Supplied text =
####
Daniel Berch profile picture. Daniel is seated wearing a red collared shirt and glasses. He is looking at the camera.

Daniel B. Berch

  • Professor Emeritus

Biography

Daniel Berch is a professor emeritus of the educational psychology and applied developmental science program. He remains active in his field by periodically contributing to the scholarly literature in mathematical cognition and learning, and occasionally giving talks on mathematical learning difficulties. He is a member of the Scientific Advisory Board of an NSF-funded international project (130 labs from 28 U.S. states and 27 countries) aimed at expanding the global network studying early numeracy. Berch is also a Special Advisor to the Mathematical Cognition and Learning Society for which he was the Founding Chair of the Governing Board. He is the senior editor of the book Why is Math So Hard for Some Children? The Nature and Origins of Mathematical Learning Difficulties and Disabilities, and senior editor of the five-volume book series Mathematical Cognition and Learning.
####
[Excerpts from point annotation data]
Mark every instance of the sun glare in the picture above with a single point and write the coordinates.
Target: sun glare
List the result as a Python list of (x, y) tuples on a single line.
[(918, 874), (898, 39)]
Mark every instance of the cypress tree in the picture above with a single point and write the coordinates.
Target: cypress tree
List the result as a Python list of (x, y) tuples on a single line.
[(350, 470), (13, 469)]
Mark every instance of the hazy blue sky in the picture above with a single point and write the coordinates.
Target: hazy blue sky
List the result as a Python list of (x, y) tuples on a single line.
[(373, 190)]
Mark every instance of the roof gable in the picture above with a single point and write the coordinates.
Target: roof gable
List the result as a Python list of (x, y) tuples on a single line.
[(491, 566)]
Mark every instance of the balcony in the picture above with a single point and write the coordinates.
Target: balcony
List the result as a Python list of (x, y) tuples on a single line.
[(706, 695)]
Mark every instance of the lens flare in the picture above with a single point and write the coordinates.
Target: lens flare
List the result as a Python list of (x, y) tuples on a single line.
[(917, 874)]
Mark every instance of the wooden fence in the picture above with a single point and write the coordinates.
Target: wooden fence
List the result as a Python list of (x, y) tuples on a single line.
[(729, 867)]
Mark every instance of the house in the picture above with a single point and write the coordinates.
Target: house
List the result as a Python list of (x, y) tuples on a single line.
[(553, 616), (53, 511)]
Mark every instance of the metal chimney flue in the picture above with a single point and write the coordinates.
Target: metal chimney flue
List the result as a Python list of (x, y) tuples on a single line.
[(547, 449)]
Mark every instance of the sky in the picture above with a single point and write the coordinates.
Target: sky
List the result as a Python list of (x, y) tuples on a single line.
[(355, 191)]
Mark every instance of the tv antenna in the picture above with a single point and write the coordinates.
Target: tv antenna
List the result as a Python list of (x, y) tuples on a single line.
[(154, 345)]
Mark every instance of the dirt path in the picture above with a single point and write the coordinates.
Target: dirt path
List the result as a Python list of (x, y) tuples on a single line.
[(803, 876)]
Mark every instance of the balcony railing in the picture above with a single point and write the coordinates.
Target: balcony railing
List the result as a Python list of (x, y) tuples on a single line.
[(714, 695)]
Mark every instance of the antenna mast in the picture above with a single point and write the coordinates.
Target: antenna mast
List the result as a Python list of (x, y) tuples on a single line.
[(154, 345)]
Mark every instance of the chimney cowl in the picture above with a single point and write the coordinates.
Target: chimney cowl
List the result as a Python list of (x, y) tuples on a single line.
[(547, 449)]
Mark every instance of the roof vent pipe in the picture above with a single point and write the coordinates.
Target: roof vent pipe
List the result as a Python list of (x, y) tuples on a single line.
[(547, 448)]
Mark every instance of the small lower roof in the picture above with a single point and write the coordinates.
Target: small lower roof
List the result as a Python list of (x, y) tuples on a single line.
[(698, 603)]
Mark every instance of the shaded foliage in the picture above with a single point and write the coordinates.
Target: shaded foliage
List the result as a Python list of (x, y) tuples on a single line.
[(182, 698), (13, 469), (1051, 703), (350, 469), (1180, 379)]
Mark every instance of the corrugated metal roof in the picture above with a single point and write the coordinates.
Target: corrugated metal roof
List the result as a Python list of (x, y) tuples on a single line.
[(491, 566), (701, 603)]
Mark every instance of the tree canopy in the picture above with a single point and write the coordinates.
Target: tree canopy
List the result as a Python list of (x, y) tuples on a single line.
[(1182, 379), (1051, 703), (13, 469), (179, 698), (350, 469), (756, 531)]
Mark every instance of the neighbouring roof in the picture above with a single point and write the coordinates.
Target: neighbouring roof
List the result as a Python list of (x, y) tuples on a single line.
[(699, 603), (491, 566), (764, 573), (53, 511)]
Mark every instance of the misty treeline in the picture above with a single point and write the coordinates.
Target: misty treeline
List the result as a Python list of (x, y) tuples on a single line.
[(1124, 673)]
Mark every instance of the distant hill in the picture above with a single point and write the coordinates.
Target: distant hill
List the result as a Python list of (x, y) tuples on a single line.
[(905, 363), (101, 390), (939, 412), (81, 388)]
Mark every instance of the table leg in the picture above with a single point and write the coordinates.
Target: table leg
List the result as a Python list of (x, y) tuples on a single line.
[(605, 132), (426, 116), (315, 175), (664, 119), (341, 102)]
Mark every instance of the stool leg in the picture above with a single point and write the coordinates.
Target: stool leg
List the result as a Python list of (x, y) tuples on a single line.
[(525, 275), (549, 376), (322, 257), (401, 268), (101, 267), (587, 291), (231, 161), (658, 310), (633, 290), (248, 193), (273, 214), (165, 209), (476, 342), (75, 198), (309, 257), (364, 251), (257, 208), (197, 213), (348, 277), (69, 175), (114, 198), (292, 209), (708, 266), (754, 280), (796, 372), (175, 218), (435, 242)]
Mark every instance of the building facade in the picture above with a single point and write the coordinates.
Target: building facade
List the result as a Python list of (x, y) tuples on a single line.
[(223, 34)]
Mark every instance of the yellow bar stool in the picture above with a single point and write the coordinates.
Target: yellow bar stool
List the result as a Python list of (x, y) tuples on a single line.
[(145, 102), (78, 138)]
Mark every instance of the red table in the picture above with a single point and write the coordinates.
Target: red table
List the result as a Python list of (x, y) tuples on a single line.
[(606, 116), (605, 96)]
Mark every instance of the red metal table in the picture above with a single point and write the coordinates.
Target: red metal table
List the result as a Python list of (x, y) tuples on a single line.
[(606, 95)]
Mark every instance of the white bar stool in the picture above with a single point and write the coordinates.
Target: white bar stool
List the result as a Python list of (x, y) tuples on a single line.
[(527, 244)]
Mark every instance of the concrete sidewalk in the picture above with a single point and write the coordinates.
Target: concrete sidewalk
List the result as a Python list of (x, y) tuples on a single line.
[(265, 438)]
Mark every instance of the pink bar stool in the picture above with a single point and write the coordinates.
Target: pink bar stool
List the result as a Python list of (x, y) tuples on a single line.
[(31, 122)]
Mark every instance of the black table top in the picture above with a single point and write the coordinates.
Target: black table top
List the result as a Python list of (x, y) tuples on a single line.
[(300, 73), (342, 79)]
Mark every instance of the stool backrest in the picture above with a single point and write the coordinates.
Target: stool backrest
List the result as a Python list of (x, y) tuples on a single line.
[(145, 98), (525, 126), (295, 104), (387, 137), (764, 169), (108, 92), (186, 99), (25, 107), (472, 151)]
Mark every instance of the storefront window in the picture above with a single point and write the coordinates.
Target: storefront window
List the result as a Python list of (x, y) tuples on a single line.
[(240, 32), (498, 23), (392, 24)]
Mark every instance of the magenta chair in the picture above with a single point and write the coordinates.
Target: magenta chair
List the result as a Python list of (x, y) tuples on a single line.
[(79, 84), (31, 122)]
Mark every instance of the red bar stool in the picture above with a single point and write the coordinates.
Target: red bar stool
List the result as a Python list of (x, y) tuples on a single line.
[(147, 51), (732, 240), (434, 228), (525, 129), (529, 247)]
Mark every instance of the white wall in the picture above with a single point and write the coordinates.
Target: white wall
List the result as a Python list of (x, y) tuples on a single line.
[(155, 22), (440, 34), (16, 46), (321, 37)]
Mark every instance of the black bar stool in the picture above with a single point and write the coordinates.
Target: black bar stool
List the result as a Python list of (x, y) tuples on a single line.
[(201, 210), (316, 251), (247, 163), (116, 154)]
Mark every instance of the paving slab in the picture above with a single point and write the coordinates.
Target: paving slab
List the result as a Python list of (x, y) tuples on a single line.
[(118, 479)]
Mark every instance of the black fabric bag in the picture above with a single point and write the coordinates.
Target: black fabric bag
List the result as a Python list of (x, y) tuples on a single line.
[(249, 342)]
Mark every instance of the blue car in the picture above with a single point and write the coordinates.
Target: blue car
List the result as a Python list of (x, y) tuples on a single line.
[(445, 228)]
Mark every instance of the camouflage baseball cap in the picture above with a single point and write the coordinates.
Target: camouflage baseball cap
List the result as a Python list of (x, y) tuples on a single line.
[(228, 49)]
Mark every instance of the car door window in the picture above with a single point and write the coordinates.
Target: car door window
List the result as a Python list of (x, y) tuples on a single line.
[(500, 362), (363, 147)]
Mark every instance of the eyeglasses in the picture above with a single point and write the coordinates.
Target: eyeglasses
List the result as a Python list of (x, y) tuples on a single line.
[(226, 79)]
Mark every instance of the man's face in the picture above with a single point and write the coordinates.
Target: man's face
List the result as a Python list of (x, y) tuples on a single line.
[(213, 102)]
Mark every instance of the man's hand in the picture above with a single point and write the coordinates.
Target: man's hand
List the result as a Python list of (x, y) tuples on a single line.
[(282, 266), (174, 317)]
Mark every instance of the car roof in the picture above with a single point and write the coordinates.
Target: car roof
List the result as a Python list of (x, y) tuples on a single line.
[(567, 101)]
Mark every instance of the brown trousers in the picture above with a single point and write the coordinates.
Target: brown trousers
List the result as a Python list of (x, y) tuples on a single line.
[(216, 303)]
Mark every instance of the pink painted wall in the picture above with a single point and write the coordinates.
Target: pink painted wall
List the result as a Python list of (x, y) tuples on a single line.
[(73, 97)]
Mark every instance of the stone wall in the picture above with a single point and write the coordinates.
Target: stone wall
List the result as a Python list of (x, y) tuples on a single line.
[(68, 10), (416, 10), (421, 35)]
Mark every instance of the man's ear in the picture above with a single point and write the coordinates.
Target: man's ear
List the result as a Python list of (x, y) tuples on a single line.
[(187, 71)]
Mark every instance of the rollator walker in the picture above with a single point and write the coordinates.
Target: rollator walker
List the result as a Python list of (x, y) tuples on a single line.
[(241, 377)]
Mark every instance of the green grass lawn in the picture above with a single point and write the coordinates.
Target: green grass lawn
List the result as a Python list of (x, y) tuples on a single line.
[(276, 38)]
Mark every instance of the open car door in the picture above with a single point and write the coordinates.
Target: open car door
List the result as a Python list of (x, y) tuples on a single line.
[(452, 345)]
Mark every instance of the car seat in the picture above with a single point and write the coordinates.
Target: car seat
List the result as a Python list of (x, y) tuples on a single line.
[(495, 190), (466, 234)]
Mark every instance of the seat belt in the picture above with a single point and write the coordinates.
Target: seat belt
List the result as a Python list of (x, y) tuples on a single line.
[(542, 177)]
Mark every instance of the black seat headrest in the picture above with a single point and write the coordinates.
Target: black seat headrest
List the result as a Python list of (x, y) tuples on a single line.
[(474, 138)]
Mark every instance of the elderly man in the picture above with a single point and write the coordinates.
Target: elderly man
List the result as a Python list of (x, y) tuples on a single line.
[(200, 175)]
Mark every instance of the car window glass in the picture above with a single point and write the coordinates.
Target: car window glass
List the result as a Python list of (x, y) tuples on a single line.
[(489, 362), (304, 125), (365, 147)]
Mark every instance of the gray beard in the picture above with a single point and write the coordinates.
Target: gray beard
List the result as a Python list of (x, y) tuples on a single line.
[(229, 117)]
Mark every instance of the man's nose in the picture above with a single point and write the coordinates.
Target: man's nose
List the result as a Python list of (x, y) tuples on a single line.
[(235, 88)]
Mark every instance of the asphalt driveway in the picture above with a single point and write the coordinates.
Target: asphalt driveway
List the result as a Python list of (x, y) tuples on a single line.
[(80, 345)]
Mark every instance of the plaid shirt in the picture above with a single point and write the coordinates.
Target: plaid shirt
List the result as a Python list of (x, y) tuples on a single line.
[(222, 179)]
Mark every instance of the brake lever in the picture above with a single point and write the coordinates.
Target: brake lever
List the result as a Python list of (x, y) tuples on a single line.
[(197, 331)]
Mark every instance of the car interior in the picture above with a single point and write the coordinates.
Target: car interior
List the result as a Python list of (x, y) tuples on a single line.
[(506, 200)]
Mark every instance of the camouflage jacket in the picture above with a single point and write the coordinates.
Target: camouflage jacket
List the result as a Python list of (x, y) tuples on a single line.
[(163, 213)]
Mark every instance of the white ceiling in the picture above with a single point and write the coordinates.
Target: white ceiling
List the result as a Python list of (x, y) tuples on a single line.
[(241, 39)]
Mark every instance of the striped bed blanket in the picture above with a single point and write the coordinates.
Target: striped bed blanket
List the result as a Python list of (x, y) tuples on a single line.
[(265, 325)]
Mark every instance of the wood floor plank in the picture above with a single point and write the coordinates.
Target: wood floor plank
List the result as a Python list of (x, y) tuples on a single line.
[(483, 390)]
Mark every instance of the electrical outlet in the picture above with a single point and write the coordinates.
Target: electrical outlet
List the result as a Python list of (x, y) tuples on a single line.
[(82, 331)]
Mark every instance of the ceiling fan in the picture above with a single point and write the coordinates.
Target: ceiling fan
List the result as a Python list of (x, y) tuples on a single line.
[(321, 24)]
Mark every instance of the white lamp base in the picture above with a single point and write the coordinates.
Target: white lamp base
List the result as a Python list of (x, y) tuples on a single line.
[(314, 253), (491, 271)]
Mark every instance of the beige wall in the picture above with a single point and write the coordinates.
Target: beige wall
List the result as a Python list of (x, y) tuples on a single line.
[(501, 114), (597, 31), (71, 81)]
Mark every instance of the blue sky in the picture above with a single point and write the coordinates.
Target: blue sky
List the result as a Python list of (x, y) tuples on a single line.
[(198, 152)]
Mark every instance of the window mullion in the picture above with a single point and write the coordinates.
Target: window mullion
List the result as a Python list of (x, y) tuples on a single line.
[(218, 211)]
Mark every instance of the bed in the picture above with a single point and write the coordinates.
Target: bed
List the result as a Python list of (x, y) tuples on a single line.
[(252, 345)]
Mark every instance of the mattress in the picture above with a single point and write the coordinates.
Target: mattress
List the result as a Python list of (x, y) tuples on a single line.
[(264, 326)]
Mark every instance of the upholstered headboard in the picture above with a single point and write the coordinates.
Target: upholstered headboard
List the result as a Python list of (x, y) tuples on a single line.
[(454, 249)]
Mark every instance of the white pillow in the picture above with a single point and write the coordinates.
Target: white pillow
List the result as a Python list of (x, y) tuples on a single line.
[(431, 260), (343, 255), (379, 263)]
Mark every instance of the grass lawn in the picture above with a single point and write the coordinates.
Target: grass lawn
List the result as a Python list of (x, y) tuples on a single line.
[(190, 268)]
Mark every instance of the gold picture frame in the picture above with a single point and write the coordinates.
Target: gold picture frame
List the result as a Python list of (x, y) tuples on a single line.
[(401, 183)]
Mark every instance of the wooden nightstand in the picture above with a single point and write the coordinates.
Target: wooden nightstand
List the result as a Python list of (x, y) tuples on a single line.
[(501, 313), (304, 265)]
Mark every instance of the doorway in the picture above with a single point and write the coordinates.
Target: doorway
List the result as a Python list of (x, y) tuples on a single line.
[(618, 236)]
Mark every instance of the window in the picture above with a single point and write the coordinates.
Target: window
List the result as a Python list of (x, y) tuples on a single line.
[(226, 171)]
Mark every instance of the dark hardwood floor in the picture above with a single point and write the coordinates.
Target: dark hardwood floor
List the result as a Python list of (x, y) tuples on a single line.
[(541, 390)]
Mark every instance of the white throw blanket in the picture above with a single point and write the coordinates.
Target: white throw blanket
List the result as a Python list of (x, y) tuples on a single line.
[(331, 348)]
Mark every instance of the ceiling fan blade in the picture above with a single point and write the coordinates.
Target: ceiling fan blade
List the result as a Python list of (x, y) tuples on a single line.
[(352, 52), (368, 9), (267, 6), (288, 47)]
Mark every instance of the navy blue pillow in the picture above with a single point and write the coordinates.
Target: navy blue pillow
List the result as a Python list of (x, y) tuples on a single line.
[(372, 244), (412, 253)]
####
Stated task 1 = Translate this sentence from the profile into Spanish: "Berch is also a Special Advisor to the Mathematical Cognition and Learning Society for which he was the Founding Chair of the Governing Board."
Stated task 2 = According to the profile, how many volumes make up the book series Mathematical Cognition and Learning?
Stated task 3 = Repeat the profile's wording from "Daniel Berch is" up to and including "Cognition and Learning.".

Final answer 1 = Berch también es Asesor Especial de la Mathematical Cognition and Learning Society, de cuya Junta de Gobierno fue el Presidente Fundador.

Final answer 2 = Five volumes.

Final answer 3 =
Daniel Berch is a professor emeritus of the educational psychology and applied developmental science program. He remains active in his field by periodically contributing to the scholarly literature in mathematical cognition and learning, and occasionally giving talks on mathematical learning difficulties. He is a member of the Scientific Advisory Board of an NSF-funded international project (130 labs from 28 U.S. states and 27 countries) aimed at expanding the global network studying early numeracy. Berch is also a Special Advisor to the Mathematical Cognition and Learning Society for which he was the Founding Chair of the Governing Board. He is the senior editor of the book Why is Math So Hard for Some Children? The Nature and Origins of Mathematical Learning Difficulties and Disabilities, and senior editor of the five-volume book series Mathematical Cognition and Learning.